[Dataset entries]
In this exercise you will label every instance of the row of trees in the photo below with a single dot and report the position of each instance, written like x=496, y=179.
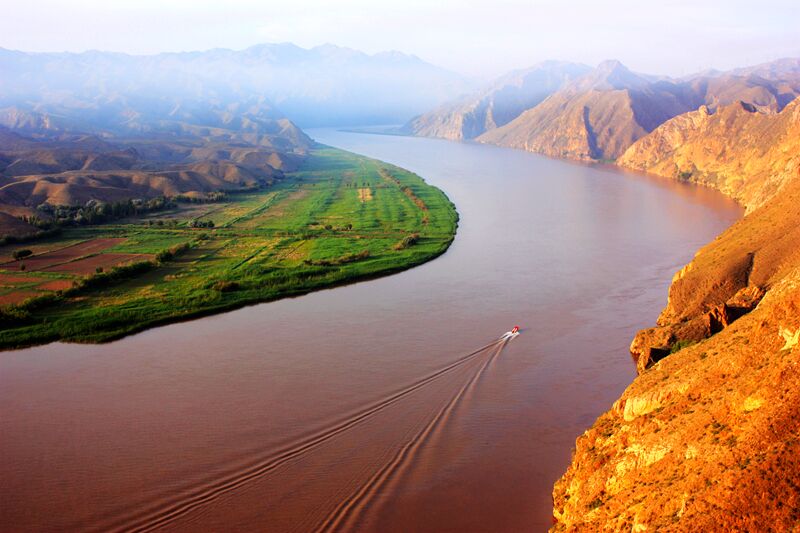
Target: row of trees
x=95, y=211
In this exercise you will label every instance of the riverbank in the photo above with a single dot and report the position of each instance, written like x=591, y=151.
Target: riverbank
x=706, y=437
x=340, y=218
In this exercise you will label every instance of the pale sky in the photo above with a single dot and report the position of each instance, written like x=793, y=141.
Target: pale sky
x=475, y=37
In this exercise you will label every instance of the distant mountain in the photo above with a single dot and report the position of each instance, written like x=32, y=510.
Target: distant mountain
x=325, y=85
x=596, y=116
x=599, y=115
x=500, y=103
x=747, y=152
x=73, y=170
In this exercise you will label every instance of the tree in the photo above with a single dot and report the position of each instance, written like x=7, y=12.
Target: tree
x=20, y=254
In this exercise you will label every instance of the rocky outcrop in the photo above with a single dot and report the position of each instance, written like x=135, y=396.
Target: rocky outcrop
x=707, y=438
x=598, y=115
x=595, y=117
x=745, y=151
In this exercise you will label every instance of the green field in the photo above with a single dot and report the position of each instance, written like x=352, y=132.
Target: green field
x=340, y=218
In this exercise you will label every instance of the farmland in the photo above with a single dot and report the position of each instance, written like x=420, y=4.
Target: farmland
x=338, y=219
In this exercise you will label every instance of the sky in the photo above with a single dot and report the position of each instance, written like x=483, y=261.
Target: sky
x=475, y=37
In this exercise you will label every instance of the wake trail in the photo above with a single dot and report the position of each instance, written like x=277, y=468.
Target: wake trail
x=168, y=510
x=346, y=514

WORK TO COMPLETE
Only one span of lines is wanted: the line with "Target: sky" and every line after it to the end of the entries, output exactly.

ANSWER TO THIS PROBLEM
Target: sky
x=475, y=37
In this exercise you will label every instance of the wake trail in the photo above with a single dot and report the position of each instance, written like x=277, y=468.
Target: wake trail
x=168, y=510
x=346, y=514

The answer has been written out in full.